** CONSEGNA **
Individua tutte le righe delle voci seguenti in cui compare la stringa "person" e riportale per intero.

** VOCI DEL DATASET **
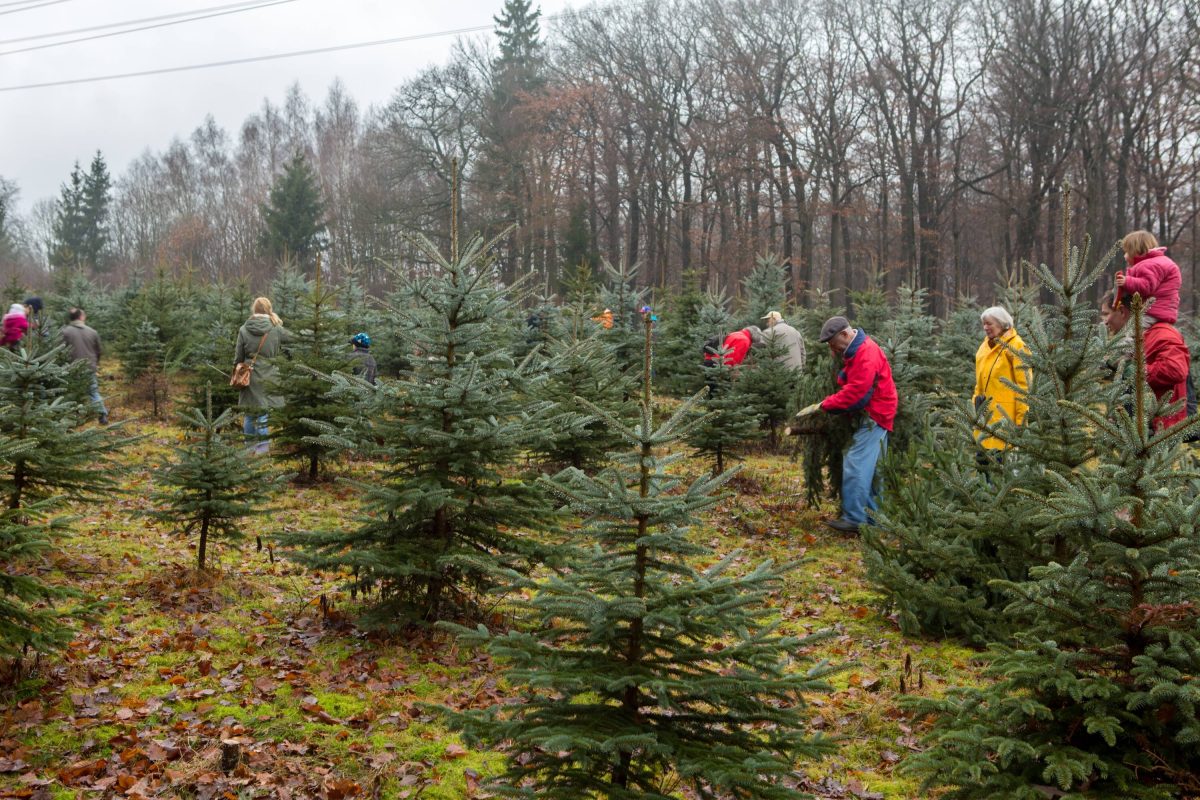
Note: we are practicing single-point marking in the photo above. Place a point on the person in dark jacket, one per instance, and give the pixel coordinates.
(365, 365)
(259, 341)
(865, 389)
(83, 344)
...
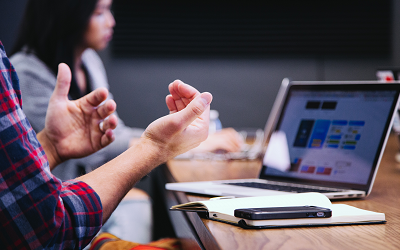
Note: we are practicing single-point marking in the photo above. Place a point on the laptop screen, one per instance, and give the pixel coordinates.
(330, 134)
* * *
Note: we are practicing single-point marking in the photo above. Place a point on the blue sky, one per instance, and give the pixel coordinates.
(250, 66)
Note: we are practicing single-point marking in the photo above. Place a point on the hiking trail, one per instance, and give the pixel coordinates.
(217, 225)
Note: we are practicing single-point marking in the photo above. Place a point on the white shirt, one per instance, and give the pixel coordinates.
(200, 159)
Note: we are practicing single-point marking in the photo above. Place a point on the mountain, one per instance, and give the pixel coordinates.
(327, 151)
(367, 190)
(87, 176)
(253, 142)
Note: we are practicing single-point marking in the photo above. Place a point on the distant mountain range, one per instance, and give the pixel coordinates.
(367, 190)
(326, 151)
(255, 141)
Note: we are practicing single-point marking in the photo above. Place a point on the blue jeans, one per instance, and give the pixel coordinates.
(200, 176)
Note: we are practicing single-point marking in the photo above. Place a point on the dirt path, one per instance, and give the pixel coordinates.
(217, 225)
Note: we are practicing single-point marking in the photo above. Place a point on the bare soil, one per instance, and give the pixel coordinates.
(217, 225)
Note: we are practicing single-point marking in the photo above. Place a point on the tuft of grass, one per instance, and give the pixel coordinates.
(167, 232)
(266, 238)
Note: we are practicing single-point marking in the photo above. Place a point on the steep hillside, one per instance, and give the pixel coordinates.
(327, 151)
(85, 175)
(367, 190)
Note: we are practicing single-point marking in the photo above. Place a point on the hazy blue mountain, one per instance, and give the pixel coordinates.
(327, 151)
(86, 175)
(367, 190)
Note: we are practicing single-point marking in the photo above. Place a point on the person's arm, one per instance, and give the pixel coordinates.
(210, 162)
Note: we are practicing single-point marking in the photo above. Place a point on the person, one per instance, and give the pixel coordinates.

** SOLUZIONE DEL PROBLEMA **
Note: we are practicing single-point marking in the photo above. Place a point on the person in dark jacket, one per instance, and give the pixel coordinates.
Note: we are practicing single-point marking in the photo above. Place a point on the person's arm, one per instance, and give the pixel coordinates.
Note: we are practicing single-point marking in the photo above. Place a point on the person, one per instance, and give the pixel coordinates.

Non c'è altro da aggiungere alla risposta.